**** Record extracts
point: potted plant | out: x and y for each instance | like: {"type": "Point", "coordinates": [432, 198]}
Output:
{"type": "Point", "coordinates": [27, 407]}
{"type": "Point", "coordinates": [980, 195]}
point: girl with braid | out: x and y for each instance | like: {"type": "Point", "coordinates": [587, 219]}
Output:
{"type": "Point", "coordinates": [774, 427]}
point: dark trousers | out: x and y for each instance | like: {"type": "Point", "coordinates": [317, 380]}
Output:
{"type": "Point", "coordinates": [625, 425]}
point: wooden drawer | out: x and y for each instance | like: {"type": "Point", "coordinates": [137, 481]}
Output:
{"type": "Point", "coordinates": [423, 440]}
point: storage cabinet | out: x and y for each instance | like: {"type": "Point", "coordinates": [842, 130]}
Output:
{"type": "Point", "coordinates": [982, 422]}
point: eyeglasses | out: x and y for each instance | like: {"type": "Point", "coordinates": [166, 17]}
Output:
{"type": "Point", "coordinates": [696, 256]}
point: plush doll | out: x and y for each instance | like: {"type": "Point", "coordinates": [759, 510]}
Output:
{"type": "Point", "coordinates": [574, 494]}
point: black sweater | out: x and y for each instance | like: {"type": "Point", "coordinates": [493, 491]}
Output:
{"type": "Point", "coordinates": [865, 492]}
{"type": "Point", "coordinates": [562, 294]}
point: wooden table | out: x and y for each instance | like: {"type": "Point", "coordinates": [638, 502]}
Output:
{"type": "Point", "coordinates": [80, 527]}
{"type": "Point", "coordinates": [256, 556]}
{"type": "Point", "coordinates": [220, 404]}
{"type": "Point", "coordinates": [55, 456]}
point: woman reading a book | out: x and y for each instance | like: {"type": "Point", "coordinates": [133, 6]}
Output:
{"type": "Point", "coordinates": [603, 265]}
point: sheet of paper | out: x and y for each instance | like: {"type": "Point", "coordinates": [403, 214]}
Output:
********
# What the task requires
Set down the whole listing again. Keep every word as it is.

# Final answer
point: potted plant | out: x and y for each instance | like: {"type": "Point", "coordinates": [432, 198]}
Output:
{"type": "Point", "coordinates": [27, 407]}
{"type": "Point", "coordinates": [980, 195]}
point: girl with braid | out: x and y for each instance | like: {"type": "Point", "coordinates": [587, 219]}
Output:
{"type": "Point", "coordinates": [774, 427]}
point: dark trousers | out: x and y for each instance | like: {"type": "Point", "coordinates": [317, 380]}
Output:
{"type": "Point", "coordinates": [625, 425]}
point: wooden drawer | out: x and y for each instance | like: {"type": "Point", "coordinates": [137, 481]}
Output:
{"type": "Point", "coordinates": [423, 440]}
point: storage cabinet | out: x and y for each instance | like: {"type": "Point", "coordinates": [842, 130]}
Output:
{"type": "Point", "coordinates": [982, 422]}
point: eyeglasses | out: x and y for each instance | like: {"type": "Point", "coordinates": [166, 17]}
Output:
{"type": "Point", "coordinates": [696, 256]}
point: plush doll | out: x and y for each instance | like: {"type": "Point", "coordinates": [759, 510]}
Output:
{"type": "Point", "coordinates": [574, 494]}
point: black sweater | out: x and y for each instance | like: {"type": "Point", "coordinates": [493, 491]}
Output:
{"type": "Point", "coordinates": [865, 492]}
{"type": "Point", "coordinates": [562, 294]}
point: wooden table | out: x and y for each instance | like: {"type": "Point", "coordinates": [638, 502]}
Output:
{"type": "Point", "coordinates": [80, 527]}
{"type": "Point", "coordinates": [256, 556]}
{"type": "Point", "coordinates": [220, 404]}
{"type": "Point", "coordinates": [55, 456]}
point: woman reading a book | out: x and y for each instance | like: {"type": "Point", "coordinates": [133, 6]}
Output:
{"type": "Point", "coordinates": [603, 265]}
point: sheet of paper | out: x and y for each instance | like: {"type": "Point", "coordinates": [403, 214]}
Output:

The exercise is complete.